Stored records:
▬▬▬
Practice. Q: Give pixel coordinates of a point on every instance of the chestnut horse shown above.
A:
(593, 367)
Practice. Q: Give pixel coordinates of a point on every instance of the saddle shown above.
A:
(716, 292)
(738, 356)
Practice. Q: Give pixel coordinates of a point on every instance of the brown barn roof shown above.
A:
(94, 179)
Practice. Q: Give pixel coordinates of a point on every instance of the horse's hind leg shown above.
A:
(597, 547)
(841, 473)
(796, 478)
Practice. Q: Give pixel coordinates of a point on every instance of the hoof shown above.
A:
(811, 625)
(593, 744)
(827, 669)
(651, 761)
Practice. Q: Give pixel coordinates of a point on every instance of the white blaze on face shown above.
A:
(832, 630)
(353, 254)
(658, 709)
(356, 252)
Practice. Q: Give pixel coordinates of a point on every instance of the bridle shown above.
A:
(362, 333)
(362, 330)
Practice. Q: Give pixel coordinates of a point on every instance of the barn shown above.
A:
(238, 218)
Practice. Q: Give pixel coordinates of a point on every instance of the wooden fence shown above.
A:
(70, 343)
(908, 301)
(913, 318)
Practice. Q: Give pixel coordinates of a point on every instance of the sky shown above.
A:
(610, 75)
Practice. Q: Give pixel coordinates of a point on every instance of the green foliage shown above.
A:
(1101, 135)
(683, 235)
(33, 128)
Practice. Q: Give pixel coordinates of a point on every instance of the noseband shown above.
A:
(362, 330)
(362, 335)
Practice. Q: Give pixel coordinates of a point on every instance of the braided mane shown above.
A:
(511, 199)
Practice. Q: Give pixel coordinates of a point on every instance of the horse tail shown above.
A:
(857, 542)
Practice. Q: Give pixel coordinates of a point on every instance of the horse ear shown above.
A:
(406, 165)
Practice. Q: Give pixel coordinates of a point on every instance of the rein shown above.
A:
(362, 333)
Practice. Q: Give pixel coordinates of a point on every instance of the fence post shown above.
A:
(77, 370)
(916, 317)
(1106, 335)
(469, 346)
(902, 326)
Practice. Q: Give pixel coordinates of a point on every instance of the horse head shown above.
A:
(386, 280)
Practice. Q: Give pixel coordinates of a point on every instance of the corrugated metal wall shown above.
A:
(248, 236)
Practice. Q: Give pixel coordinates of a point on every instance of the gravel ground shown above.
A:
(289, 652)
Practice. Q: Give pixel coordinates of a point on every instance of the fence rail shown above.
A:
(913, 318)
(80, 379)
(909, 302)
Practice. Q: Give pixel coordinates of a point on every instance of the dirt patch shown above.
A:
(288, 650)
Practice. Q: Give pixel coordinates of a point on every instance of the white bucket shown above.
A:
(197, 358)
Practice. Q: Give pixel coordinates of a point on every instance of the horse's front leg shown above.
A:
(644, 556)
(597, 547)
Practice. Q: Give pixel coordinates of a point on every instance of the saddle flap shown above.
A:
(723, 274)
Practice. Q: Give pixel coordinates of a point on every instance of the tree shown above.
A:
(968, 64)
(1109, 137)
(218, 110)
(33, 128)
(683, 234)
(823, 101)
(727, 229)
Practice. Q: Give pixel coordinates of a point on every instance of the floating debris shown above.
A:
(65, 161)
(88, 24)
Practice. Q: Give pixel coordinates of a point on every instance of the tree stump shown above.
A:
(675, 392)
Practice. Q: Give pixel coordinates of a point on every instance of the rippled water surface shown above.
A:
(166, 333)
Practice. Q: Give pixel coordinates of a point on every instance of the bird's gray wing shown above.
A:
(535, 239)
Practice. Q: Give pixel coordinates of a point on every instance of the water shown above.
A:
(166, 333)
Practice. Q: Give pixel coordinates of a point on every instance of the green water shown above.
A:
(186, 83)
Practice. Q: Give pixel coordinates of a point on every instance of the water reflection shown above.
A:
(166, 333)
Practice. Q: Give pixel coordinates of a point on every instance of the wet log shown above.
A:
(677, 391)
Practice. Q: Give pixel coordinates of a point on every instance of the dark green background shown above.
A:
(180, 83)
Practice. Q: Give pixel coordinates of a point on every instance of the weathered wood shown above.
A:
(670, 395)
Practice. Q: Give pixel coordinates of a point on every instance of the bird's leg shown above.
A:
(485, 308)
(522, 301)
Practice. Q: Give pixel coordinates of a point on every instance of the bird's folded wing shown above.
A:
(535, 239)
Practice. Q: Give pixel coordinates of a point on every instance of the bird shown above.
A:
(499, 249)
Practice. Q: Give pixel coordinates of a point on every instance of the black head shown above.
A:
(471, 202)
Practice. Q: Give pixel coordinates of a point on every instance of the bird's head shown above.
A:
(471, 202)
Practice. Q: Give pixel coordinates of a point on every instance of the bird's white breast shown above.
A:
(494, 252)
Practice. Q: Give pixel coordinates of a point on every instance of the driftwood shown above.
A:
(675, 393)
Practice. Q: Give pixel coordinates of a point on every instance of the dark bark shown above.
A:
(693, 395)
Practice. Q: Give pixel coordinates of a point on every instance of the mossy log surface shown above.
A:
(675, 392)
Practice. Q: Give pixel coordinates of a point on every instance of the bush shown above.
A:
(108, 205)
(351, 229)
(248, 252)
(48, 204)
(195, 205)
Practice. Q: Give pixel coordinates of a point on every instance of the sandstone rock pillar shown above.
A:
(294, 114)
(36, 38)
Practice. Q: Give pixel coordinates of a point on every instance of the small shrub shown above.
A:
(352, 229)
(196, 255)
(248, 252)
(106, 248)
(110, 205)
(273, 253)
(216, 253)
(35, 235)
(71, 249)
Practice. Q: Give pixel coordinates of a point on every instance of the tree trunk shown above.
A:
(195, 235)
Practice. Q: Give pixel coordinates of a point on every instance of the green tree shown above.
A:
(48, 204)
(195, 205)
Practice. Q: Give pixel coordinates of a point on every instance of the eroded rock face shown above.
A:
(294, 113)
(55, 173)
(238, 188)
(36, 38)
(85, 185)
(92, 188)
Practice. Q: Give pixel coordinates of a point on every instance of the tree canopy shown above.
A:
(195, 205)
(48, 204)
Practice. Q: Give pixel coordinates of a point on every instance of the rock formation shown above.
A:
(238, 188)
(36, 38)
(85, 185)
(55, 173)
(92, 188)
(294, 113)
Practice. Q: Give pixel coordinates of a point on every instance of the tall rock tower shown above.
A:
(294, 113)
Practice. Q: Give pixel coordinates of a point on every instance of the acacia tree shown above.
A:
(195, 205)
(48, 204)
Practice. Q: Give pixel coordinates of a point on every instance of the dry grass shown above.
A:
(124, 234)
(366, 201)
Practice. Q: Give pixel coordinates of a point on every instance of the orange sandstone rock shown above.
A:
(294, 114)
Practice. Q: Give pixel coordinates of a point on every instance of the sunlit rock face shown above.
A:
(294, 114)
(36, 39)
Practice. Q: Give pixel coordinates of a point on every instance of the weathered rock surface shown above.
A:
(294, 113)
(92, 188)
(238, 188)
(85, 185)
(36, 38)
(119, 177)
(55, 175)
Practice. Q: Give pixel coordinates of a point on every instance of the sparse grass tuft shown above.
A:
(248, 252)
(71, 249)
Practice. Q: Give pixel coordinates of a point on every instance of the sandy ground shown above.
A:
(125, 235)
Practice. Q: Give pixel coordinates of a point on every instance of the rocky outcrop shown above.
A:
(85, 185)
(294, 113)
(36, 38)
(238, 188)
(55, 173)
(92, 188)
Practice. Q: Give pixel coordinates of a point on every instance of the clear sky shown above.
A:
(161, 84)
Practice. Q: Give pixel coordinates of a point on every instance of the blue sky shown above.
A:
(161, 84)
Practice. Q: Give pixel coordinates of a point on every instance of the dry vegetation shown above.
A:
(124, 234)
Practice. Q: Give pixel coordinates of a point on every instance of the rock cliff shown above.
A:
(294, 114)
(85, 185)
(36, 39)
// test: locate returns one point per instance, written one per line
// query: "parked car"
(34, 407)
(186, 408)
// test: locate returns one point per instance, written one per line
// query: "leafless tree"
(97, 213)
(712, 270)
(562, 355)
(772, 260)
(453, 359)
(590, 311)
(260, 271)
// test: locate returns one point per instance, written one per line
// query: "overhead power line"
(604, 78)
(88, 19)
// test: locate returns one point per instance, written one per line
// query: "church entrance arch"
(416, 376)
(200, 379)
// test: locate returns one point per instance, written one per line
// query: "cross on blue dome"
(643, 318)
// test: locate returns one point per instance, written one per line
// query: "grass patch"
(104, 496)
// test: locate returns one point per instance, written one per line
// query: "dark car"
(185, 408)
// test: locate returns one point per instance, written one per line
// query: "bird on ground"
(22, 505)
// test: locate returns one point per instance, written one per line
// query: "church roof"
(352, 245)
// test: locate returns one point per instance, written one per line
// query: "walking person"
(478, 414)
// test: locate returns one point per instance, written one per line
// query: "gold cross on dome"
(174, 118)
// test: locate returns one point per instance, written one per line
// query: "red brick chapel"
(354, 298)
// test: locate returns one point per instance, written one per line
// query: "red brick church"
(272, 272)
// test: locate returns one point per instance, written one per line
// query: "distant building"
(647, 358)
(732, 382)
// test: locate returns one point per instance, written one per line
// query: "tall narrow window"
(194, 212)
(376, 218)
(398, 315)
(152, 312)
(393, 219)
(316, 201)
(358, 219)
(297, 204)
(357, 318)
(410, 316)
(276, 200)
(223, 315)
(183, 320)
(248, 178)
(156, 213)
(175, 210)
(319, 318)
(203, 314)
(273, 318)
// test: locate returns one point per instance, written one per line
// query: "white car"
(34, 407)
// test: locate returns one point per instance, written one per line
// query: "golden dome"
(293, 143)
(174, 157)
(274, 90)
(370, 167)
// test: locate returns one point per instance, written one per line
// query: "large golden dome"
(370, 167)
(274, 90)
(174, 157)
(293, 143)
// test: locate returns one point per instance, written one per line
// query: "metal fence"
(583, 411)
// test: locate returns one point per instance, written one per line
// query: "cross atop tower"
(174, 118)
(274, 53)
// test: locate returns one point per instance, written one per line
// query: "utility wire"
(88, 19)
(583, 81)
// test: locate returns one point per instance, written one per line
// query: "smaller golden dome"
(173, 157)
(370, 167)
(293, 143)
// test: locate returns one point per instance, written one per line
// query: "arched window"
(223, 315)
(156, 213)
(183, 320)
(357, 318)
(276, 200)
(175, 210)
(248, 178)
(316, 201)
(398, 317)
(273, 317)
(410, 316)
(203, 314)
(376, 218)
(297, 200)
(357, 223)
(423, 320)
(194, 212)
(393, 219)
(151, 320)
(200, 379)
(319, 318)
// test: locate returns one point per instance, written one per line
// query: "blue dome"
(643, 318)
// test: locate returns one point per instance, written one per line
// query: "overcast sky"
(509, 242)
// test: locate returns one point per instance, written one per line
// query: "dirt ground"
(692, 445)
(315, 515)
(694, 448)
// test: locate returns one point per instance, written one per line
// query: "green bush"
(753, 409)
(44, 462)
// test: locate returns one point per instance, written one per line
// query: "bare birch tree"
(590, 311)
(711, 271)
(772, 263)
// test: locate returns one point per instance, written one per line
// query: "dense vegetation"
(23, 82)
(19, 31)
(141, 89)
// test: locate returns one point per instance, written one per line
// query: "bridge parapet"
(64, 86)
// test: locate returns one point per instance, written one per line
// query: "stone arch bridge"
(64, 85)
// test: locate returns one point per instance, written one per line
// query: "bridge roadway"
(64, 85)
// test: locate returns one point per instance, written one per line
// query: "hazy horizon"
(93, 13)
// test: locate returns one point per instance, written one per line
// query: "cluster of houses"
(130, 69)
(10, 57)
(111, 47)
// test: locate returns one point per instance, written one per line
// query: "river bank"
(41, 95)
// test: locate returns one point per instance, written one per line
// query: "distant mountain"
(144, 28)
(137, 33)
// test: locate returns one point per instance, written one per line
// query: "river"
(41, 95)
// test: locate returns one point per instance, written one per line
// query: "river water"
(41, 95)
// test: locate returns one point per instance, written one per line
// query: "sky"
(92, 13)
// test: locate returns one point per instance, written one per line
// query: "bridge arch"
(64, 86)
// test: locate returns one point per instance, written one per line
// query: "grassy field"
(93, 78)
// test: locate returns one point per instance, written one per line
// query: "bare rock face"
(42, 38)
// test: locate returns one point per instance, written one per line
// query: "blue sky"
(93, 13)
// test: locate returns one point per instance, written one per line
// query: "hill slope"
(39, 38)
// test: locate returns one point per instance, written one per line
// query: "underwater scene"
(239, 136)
▬▬▬
WORK REQUIRED.
Gather every line of the items above that contains the string "church", treating uppercase and lowercase letters as different.

THE RESPONSE.
// query: "church entrance arch"
// query: "church roof"
// query: "red brick church"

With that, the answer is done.